TRECHO DO TEXTO →

----------------

Indice de Artigos

A explosão do software

Renato M.E. Sabbatini

Em 1982, decidi que ia escrever minha tese de livre-docência usando um processador de textos. Na época, eu tinha um microcomputador tipo TRS-80, da Radio Shack, de 8 bits, e acesso a um minicomputador HP-1000, de 16 bits. O TRS-80 tinha a fabulosa memória de 32 Kbytes, graças a uma expansão de 16 Kbytes que eu tinha comprado na Alemanha, ao preço absurdo de 400 dólares, e que ocupava um espaço maior do que um lap-top atual. Não tinha disco nem impressora ($$$ demais para meu bolso). Já o HP-1000 tinha um disco rígido de 2 Mbytes, e uma bela impressora matricial. Portanto, como a tese parecia ser longa, decidi digitá-la no HP-1000.

Só tinha um problema: não havia programa de processamento de textos para essa máquina (uma situação bastante comum á 15 anos atrás: softwares aplicativos genéricos, como planilhas, bancos de dados, etc., simplesmente não existiam em uma faixa que custasse menos de 10 mil dólares cada pacote). Resultado: fui obrigado a desenvolver um programa de processamento de textos em FORTRAN, que pegava um texto digitado em um programa tipo EDIT, e depois o formatava, alinhando as colunas, inserindo espaço para figuras, numerando as páginas, etc. Demorou mais tempo do que digitar a tese propriamente dita ! E o pior é que tentei vendê-lo para alguma software- house, depois, para recuperar o tempo gasto, mas ninguém quis comprar...

E porque não ?

Em 1983, existiam dezenas de arquiteturas de hardware e de software diferentes. Cada computador tinha o seu próprio sistema operacional, por exemplo. Desenvolver e comercializar software nessa situação era um pesadelo: ou a software house desenvolvia versões do programa para cada um dos tipos de computadores (inviável, caríssimo), ou cobrava muito caro por uma versão específica para uma determinada máquina na qual a software house se especializava.

----------------

DADOS FORNECIDOS →
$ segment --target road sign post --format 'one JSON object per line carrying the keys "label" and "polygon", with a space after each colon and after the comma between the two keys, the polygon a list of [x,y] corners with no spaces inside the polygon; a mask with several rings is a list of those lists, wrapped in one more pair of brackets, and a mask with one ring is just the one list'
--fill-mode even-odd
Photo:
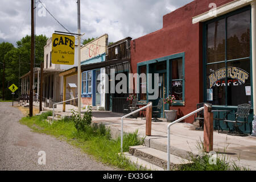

----------------

LISTA DE EXERCÍCIOS →
1. No texto sobre a explosão do software, quanto custou a expansão de memória que o autor comprou na Alemanha?
2. Reescreva o trecho do texto sobre a explosão do software entre "Só tinha um" e "porque não ?", inclusive, trocando "FORTRAN" por "Pascal".
3. Dê sequência ao texto sobre a explosão do software, começando logo após a última frase apresentada.

RESPOSTAS ÀS TAREFAS →
1. 400 dólares.

2.
Só tinha um problema: não havia programa de processamento de textos para essa máquina (uma situação bastante comum á 15 anos atrás: softwares aplicativos genéricos, como planilhas, bancos de dados, etc., simplesmente não existiam em uma faixa que custasse menos de 10 mil dólares cada pacote). Resultado: fui obrigado a desenvolver um programa de processamento de textos em Pascal, que pegava um texto digitado em um programa tipo EDIT, e depois o formatava, alinhando as colunas, inserindo espaço para figuras, numerando as páginas, etc. Demorou mais tempo do que digitar a tese propriamente dita ! E o pior é que tentei vendê-lo para alguma software- house, depois, para recuperar o tempo gasto, mas ninguém quis comprar...

E porque não ?

3.
Com a chegada do IBM-PC e do Macintosh, porém, o cenário mudou radicalmente. Com o mundo da computação pessoal e da automação de escritórios e empresas adotando firmemente um desses dois padrões, e aumentando enormemente a sua base instalada (número de máquinas de cada tipo em operação), tornava-se bom negócio desenvolver e comercializar software em massa. Ocorreu, então, a explosão da indústria de software, liderada pela Microsoft (sistema MS-DOS, BASIC, aplicativos básicos), pela Ashton-Tate (bases de dados) e pela Lotus (planilha 1-2- 3).

Conforme previ em um artigo no Caderno de Informática da "Folha de São Paulo", essa expansão, que estava apenas se esboçando, se transformaria numa área industrial e de serviços de grande porte. Dito e feito. Hoje em dia, o valor global agregado de software de um microcomputador com um "enxoval" mínimo de aplicativos, já é praticamente igual ao valor do hardware. Dentro de alguns anos, deverá ultrapassá-lo. Isso não é pouca coisa, se imaginarmos que são vendidos cerca de 100 milhões de microcomputadores por ano, em todo o mundo !

A grande responsável por isso é a estabilidade fortíssima da plataforma Wintel (Windows + Intel), nos quais os mesmos programas podem ser aproveitados de forma transparente para o usuário, quando ele migra de um 286 para um 386, 486, Pentium, etc. Outra boa plataforma também é o UNIX, só que não é de massa como a da Wintel. Também podemos afirmar, sem sombra de vida, que o surgimento de GUI's (Graphical User Interface, ou interface gráfica de usuário) como o Windows 3.1 apressaram e consolidaram esse processo, por uniformizar o aspecto e a funcionalidade dos programas, e por facilitar o treinamento e a aculturação dos usuários noviços.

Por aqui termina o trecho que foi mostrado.